→ **Request**: Output the entries verbatim, including every line.

→ **Listing**:
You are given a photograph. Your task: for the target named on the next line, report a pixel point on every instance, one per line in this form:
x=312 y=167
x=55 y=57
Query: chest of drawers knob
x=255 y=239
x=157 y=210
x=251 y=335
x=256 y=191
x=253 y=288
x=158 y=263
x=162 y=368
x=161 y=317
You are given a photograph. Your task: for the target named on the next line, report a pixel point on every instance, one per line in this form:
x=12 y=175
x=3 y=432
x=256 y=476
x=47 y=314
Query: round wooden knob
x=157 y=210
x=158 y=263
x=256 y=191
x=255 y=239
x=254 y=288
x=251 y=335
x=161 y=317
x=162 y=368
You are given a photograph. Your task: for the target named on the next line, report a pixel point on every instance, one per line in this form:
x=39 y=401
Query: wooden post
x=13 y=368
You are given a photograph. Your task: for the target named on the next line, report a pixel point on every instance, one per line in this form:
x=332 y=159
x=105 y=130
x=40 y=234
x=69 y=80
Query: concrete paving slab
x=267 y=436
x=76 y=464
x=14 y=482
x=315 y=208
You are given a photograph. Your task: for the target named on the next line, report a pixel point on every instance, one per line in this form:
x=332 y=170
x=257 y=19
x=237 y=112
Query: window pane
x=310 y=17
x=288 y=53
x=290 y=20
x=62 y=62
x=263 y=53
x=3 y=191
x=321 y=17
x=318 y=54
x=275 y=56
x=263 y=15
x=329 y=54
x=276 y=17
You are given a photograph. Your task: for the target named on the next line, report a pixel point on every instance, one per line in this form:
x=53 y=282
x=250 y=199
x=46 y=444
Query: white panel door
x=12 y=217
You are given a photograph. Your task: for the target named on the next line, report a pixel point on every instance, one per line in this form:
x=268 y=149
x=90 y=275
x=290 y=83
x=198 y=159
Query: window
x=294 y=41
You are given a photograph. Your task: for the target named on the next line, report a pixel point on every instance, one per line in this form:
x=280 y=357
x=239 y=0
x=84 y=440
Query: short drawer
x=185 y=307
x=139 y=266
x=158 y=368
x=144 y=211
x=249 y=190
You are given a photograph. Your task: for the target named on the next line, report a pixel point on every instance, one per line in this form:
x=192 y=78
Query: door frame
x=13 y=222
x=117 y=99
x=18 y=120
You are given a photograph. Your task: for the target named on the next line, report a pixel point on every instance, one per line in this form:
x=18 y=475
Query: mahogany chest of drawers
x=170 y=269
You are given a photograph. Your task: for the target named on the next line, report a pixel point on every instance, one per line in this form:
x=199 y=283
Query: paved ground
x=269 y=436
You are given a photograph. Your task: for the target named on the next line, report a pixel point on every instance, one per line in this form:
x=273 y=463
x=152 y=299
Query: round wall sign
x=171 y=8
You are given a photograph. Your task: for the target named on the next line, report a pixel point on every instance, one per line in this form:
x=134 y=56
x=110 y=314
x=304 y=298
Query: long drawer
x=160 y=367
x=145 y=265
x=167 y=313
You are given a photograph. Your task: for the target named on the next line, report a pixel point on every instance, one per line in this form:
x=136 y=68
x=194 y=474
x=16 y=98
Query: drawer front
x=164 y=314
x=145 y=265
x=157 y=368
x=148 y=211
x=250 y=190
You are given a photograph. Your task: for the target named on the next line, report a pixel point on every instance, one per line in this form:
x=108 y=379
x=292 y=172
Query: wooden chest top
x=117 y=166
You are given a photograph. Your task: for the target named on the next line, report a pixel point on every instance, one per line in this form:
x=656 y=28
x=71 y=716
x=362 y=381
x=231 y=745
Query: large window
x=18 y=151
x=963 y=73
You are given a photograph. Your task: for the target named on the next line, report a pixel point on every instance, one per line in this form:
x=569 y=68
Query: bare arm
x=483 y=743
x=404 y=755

→ **Full solution**:
You are given a photograph. Your task: for the target named on the next line, report a pixel point on every instance, one per line in this form:
x=312 y=167
x=55 y=57
Query: chest of drawers knob
x=255 y=239
x=157 y=210
x=251 y=335
x=256 y=191
x=253 y=288
x=158 y=263
x=162 y=368
x=161 y=317
You are given a photograph. Your task: for the target named on the next line, report a pixel point on every instance, one per line in this form:
x=12 y=175
x=3 y=432
x=256 y=476
x=47 y=314
Query: round wooden knob
x=157 y=210
x=158 y=263
x=256 y=191
x=255 y=239
x=254 y=288
x=251 y=335
x=161 y=317
x=162 y=368
You are given a photograph. Your task: for the target named on the next line, report a pixel point on every instance, one per line in this form:
x=39 y=401
Query: wooden post
x=13 y=368
You are given a photograph. Your task: for the target named on the next line, report a pixel point on every instance, one per line in this form:
x=332 y=159
x=105 y=130
x=40 y=234
x=69 y=80
Query: concrete paving slab
x=267 y=436
x=76 y=464
x=14 y=482
x=315 y=208
You are given a photograph. Your task: for the target named on the next line, report a pixel point on every instance, one per line in this form:
x=332 y=170
x=257 y=19
x=237 y=112
Query: window pane
x=310 y=17
x=288 y=53
x=290 y=20
x=62 y=62
x=263 y=53
x=3 y=191
x=321 y=17
x=318 y=54
x=275 y=56
x=263 y=15
x=329 y=54
x=276 y=17
You are given a photograph. Your task: for the target named on the next line, report a pixel point on every instance, one per line in this form:
x=53 y=282
x=250 y=199
x=46 y=444
Query: white panel door
x=12 y=217
You are given a photograph. Your task: for the target named on the next line, report a pixel point on every instance, one per line in this form:
x=268 y=149
x=90 y=275
x=290 y=83
x=198 y=159
Query: window
x=294 y=41
You are given a photograph. Your task: for the target named on the next line, report a pixel point on every instance, one per line in this form:
x=280 y=357
x=239 y=0
x=84 y=440
Query: short drawer
x=185 y=307
x=139 y=266
x=158 y=368
x=144 y=211
x=249 y=190
You are given a photograph. Your task: for the target named on the next line, report a pixel point on every instance, one per line in this form:
x=192 y=78
Query: door frame
x=13 y=222
x=117 y=99
x=18 y=120
You are given a photograph. Your task: for the target named on the next line, report a pixel point on every instance, one per line in this form:
x=18 y=475
Query: mahogany chest of drawers
x=170 y=269
You are given a photograph. Your task: for the target named on the next line, report a pixel point on every instance, one per line in this form:
x=199 y=283
Query: paved ground
x=269 y=436
You are given a photograph. Your task: for the target named on the next line, report a pixel point on every instance, one per line in this form:
x=273 y=463
x=152 y=299
Query: round wall sign
x=171 y=8
You are given a photograph. Your task: for the target named on the next line, report a pixel point on every instance, one per line in this form:
x=134 y=56
x=110 y=314
x=304 y=298
Query: long drawer
x=160 y=367
x=145 y=265
x=167 y=313
You are given a photograph. Your task: for the target named on the next line, report a pixel point on every instance, one per line in this form:
x=136 y=68
x=194 y=474
x=16 y=98
Query: drawer front
x=164 y=314
x=145 y=265
x=157 y=368
x=148 y=211
x=250 y=190
You are given a photograph. Your task: for the target named on the next line, report a pixel point on every instance, one per line in this form:
x=108 y=379
x=292 y=172
Query: wooden chest top
x=117 y=166
You are given a photograph. Your task: for the target named on the next line, report a pixel point on every instance, one per line in this form:
x=656 y=28
x=71 y=716
x=362 y=381
x=231 y=745
Query: large window
x=18 y=151
x=963 y=73
You are given a photograph. Your task: for the target named on the next line, report a pixel point on every instance, one per line in this form:
x=569 y=68
Query: bare arm
x=483 y=743
x=404 y=755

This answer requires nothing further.